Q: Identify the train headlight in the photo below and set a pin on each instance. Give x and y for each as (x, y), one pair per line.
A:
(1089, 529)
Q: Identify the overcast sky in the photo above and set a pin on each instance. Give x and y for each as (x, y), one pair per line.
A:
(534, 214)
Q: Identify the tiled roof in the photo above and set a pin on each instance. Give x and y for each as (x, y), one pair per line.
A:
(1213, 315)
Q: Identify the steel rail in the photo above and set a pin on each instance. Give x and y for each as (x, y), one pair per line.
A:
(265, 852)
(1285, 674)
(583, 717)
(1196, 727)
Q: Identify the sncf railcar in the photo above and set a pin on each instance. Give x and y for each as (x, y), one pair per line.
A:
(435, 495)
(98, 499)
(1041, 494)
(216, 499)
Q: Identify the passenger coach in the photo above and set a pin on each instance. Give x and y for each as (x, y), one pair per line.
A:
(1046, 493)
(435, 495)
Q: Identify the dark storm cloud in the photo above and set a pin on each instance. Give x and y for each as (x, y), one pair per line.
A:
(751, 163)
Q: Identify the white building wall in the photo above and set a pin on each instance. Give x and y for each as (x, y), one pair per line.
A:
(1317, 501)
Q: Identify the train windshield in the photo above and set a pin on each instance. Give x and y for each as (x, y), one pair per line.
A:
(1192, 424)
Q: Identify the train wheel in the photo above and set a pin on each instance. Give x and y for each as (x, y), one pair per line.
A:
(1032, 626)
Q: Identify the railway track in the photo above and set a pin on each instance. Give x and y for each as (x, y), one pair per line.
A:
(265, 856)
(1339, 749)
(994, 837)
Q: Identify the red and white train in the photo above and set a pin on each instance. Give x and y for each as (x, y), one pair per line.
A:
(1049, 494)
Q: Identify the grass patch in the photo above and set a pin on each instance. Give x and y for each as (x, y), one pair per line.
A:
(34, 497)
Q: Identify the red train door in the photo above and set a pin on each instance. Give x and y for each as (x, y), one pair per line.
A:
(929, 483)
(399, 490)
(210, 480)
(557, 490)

» **Required work**
Lay out every line of the items above as a Markdown table with two columns, Row and Text: number each row in Row and put the line in Text. Leave out blank lines.

» **Reply to the task**
| Row | Text |
|---|---|
| 1 | Q: Identify the train headlight in the photo below and set a pin on each instance. Give x and y for each as (x, y), one pair per line. |
| 2 | A: |
| 3 | (1089, 529) |
| 4 | Q: Identify the overcast sky in the photo above and set a pin on each instance. Give x and y for each as (x, y), one pair per line. |
| 5 | A: |
| 6 | (534, 214) |
| 7 | Q: Identify the tiled roof in the photo above and set a pin on each instance. Give x and y for each as (x, y), one pair per line. |
| 8 | A: |
| 9 | (1213, 315) |
| 10 | Q: Identify the steel rail in the photo above and set a pin on each instance. Give x and y for each as (x, y), one pair per line. |
| 11 | A: |
| 12 | (265, 852) |
| 13 | (1285, 674) |
| 14 | (583, 717) |
| 15 | (1196, 727) |
| 16 | Q: Identify the sncf railcar in the photo above and set a pin on each instance. Give x and y for each as (x, y), one pair per line. |
| 17 | A: |
| 18 | (435, 495) |
| 19 | (98, 499) |
| 20 | (1041, 494) |
| 21 | (216, 499) |
| 22 | Q: Identify the passenger coach in the photo above and set a pin on each instance. Give x and y for each as (x, y), one pair per line. |
| 23 | A: |
| 24 | (1046, 493) |
| 25 | (435, 495) |
| 26 | Q: Identify the dark storm cloud in the photo above and set a pin on each instance. Give x and y for each as (x, y), one pair per line. |
| 27 | A: |
| 28 | (751, 163) |
| 29 | Q: Identify the white building wall in the photo above and set a pin on each instance. Give x and y for each as (x, y), one pair per line. |
| 30 | A: |
| 31 | (1317, 501) |
| 32 | Q: Identify the train windshield in the photo above and set a pin on each instance. Give x and y for each as (x, y), one pair per line. |
| 33 | A: |
| 34 | (1192, 424) |
| 35 | Q: Identify the train wheel in the photo above and set a pin on each instance. Give x and y for each as (x, y), one pair per line. |
| 36 | A: |
| 37 | (1032, 626) |
| 38 | Q: Identify the railway track in the photo above and set a pin on each instance. Give x and y for each as (x, y), one pair per line. |
| 39 | A: |
| 40 | (265, 856) |
| 41 | (1339, 749) |
| 42 | (994, 837) |
| 43 | Q: Identify the red and white train in the photo above and set a pin on each instance. Give x and y for each as (x, y), one pair per line. |
| 44 | A: |
| 45 | (1049, 494) |
| 46 | Q: Identify the grass patch in the photo above and set a pin on each instance. Give x and y for each as (x, y), one pair per line. |
| 47 | A: |
| 48 | (34, 497) |
| 49 | Q: Identify the red train door in the photo above and set a pin on each instance. Give x and y for each as (x, y), one pair per line. |
| 50 | A: |
| 51 | (929, 483) |
| 52 | (399, 490) |
| 53 | (210, 480) |
| 54 | (557, 490) |